───── DATA SECTION

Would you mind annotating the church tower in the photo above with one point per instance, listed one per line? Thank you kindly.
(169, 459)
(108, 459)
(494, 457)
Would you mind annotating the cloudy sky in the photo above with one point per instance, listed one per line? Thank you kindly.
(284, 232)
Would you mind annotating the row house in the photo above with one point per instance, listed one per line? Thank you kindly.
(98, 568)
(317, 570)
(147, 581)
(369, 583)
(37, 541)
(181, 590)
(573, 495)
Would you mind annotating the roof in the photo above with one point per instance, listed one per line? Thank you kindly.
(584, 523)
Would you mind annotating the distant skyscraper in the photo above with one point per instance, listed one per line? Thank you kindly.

──────────

▶ **WHAT THIS TASK INVOLVES**
Turn the lines of the records above into a single numbered list, skipping any blank lines.

▶ **THE OUTPUT**
1. Would you mind annotating the church tower in the photo above with one point per instance, listed one per line? Thank you kindly.
2. (169, 459)
3. (108, 459)
4. (494, 457)
5. Would you mind annotating the cloudy sky in the photo above with one point per instance, listed one per line? Thank you kindly.
6. (284, 232)
7. Would you mind annotating the row house in the photo above with one point per instance, listed one per line? Thank you kindly.
8. (98, 568)
9. (317, 570)
10. (147, 581)
11. (369, 583)
12. (37, 541)
13. (181, 590)
14. (573, 495)
15. Would you mind annotating the roof in the photo above with one point per instance, listed one per line? Thank you kindly.
16. (584, 523)
17. Would you mind annotating the distant skyscraper in the photo above with one point per instance, listed one per line? Thank you kindly.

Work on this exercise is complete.